### WHAT YOU NEED TO DO
Below is a text on speeding up a DenseNet model. Using that text, say whether each statement agrees with it, answering yes or no and quoting the text's deciding words: (a) TensorRT applies GPU-specific optimizations to the ONNX graph. (b) Static compilers can optimize dynamic branching. (c) Building the TRT engine finishes almost instantly.

### SELECTED TEXT

%%

Now it's time to translate your chosen architectural strategy into code. 

This step involves modifying the model's structure in PyTorch to change how it computes results. By altering the model's forward pass or its layers, you can introduce efficiencies like adaptive computation or reduced parameter counts, directly impacting its performance profile before any hardware-specific compilation.

In [None]:
def create_optimized_densenet(base_model, device):
    """Create DenseNet with optimizations"""

    # TODO: Create your optimization logic as you wish (modularization is recommended), and define the optimized model in the optimized_model variable
    # HINT: You can refer to the exercises in lesson 2 for some implementations
    # Or find inspiration at discuss.pytorch.org
    optimized_model = # Add your code here

    optimized_model = optimized_model.to(device)
    optimized_model.eval()
    
    return optimized_model

# Create architecture-optimized model
print("Creating optimized DenseNet...")
arch_model = create_optimized_densenet(baseline_model, device)

# Get optimized model information
arch_reduction = sum(p.numel() for p in baseline_model.parameters()) - sum(p.numel() for p in arch_model.parameters())
print(f"\nParameter reduction vs. baseline: {arch_reduction:,} ({arch_reduction/sum(p.numel() for p in baseline_model.parameters())*100:.1f}%)")
summary(arch_model, input_size=(1, 3, 224, 224))

> **On aligning architecture with hardware**: Every architectural modification changes the model's computational pattern in a specific way, whether through parameter reduction, operation reordering, or conditional execution. 
> 
> The key is understanding how these changes will interact with your target hardware's strengths and limitations. Some architectural patterns align naturally with GPU acceleration (dense matrix operations), while others introduce complexity that static compilers cannot optimize (dynamic branching). Measuring the individual architectural effect first provides a baseline to understand interaction effects later.

## Step 5: Implement hardware acceleration with TensorRT

With the architecture modified, you can now turn to hardware acceleration. 

This step involves converting our high-level PyTorch model into a format that a specialized compiler, [TensorRT](https://developer.nvidia.com/tensorrt), can optimize. [ONNX (Open Neural Network Exchange)](https://onnx.ai/) acts as a bridge: TensorRT takes this ONNX graph and applies powerful GPU-specific optimizations.

**Remember that building the TRT engine could take up to a few minutes.**

In [None]:
# First, let's export the model to the ONNX format preferred by TensorRT
def export_to_onnx(model, sample_input, onnx_path):
    """
    Export PyTorch model to ONNX format for TensorRT optimization
    
    ONNX (Open Neural Network Exchange) is an intermediate representation
    that TensorRT uses to analyze and optimize model architectures.
    """
    try:
        # Export model to ONNX format
        # TODO: Make sure the export supports chosen optimizations, if applicable parameters exist
        # HINT: How does ONNX handle batches? Should you set up fp16 precision here or in TensorRT?

%%

### GIVEN DATA
%%

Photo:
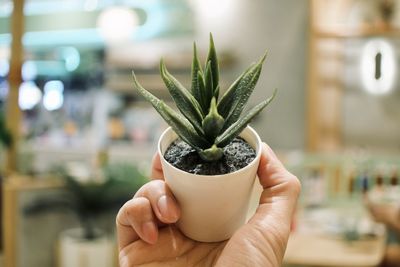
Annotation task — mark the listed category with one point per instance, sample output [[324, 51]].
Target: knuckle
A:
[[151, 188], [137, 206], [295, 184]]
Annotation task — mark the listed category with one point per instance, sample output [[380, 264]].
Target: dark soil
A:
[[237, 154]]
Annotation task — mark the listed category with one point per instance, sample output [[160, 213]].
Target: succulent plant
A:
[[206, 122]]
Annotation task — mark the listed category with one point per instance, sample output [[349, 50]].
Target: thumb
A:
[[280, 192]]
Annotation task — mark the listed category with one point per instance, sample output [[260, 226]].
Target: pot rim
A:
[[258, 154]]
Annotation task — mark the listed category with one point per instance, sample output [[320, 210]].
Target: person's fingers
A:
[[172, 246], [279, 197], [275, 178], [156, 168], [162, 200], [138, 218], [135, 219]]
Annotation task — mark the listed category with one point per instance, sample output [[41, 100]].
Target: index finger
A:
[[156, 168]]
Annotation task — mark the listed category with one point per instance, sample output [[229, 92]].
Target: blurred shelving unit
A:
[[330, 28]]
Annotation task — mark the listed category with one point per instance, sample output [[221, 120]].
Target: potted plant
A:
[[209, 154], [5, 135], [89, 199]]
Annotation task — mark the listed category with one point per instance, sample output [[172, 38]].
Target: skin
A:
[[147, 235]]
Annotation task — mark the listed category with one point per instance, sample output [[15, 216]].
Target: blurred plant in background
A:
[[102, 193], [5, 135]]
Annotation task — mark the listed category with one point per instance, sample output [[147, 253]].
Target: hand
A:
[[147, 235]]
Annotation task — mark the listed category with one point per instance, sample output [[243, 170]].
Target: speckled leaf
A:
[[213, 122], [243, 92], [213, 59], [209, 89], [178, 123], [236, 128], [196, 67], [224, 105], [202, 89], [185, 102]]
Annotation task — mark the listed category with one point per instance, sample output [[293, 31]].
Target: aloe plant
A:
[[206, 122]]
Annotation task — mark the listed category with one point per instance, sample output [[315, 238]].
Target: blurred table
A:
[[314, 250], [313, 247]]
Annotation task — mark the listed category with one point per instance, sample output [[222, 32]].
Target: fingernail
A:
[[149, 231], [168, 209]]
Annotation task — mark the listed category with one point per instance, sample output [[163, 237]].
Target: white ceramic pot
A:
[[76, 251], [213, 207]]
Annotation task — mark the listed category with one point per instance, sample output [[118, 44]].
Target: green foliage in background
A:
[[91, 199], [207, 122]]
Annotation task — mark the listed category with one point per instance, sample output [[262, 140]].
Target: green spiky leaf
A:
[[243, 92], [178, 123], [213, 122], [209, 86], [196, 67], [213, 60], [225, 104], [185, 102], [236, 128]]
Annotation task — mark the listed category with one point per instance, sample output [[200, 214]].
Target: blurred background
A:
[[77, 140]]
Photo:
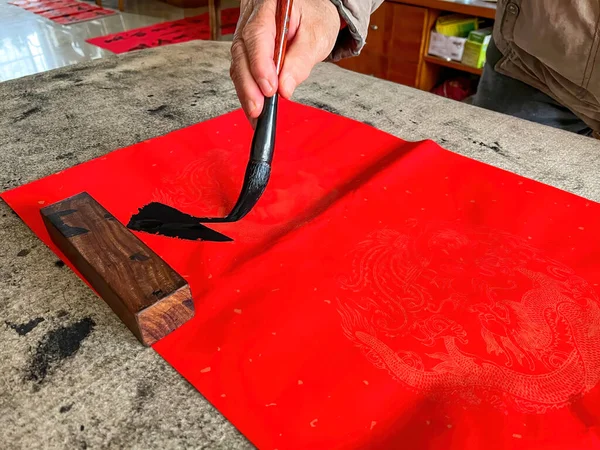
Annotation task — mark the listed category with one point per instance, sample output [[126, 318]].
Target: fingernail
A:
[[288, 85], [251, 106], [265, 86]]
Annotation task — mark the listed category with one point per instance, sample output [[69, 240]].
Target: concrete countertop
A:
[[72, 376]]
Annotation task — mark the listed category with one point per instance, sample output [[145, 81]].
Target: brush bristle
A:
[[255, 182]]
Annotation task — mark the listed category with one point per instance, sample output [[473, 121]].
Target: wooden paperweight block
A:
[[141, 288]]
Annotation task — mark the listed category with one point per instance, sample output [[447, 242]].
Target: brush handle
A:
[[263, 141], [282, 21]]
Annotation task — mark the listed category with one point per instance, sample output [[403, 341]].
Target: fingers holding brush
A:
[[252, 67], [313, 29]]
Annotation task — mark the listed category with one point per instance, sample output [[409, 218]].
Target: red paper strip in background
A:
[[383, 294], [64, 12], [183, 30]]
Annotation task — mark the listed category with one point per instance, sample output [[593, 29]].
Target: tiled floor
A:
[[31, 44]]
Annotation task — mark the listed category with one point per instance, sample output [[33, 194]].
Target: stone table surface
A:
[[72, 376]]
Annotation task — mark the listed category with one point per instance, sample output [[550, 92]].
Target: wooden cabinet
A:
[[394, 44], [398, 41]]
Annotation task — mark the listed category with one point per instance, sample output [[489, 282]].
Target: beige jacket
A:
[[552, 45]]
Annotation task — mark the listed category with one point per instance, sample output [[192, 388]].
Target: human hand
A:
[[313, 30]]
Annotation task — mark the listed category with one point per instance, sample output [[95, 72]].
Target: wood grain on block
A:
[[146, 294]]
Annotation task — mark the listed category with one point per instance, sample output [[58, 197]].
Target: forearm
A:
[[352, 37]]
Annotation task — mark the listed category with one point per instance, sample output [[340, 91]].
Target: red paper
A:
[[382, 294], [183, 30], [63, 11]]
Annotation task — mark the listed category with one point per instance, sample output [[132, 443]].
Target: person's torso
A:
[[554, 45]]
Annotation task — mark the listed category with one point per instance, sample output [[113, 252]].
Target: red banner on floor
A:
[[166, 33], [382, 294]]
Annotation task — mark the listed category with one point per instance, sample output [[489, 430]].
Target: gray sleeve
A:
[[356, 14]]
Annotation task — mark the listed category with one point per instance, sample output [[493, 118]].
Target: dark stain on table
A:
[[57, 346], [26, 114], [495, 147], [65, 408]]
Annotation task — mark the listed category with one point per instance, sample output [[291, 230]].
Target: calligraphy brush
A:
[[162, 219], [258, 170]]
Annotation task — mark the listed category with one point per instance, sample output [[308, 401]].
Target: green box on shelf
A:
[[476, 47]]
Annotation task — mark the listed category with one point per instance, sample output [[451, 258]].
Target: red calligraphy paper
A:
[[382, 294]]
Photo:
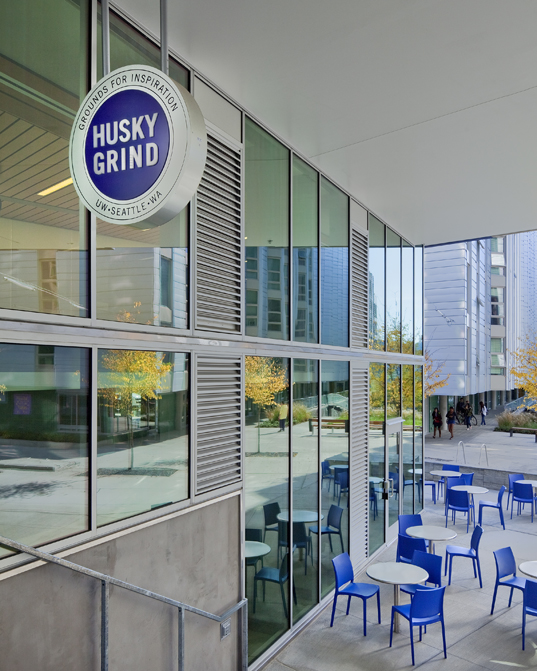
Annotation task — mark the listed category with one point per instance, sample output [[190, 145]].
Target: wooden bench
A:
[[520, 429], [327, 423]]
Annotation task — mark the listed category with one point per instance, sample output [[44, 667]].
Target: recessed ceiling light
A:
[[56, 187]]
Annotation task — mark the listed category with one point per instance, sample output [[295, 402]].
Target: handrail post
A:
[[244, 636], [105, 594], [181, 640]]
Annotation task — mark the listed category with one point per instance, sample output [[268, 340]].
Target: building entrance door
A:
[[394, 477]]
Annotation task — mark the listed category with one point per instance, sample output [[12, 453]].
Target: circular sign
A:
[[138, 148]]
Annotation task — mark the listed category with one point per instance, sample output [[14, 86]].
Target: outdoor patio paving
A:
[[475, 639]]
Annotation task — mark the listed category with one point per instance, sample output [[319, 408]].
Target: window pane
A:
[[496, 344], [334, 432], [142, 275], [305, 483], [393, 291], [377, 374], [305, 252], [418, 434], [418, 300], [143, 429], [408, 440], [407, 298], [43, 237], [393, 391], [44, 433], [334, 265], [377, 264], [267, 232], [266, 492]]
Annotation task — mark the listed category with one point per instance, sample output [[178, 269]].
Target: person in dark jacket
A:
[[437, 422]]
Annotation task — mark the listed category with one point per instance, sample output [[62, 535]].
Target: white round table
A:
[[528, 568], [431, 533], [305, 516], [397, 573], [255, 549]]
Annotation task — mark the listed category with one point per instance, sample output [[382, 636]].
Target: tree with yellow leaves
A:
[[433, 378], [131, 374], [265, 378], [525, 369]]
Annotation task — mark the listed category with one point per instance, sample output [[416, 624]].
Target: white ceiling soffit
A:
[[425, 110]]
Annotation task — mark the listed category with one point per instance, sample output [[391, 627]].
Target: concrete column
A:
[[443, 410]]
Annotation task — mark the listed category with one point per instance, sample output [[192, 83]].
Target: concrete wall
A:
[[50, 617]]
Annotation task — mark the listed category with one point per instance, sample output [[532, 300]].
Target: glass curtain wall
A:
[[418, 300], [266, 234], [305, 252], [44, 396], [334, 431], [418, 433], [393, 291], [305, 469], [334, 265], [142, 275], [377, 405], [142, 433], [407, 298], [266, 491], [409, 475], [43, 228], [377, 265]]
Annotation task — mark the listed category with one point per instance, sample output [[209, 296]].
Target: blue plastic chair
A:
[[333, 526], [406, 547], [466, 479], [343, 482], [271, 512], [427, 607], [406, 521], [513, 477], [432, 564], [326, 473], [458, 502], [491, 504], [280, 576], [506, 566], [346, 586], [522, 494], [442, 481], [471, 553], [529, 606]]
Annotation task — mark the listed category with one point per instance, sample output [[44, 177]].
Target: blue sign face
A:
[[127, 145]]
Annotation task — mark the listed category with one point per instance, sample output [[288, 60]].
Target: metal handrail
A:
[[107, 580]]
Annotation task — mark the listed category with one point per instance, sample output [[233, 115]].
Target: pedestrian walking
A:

%%

### WRITTEN ANSWER
(a) Yes: "TensorRT takes this ONNX graph and applies powerful GPU-specific optimizations."
(b) No: "others introduce complexity that static compilers cannot optimize (dynamic branching)."
(c) No: "building the TRT engine could take up to a few minutes."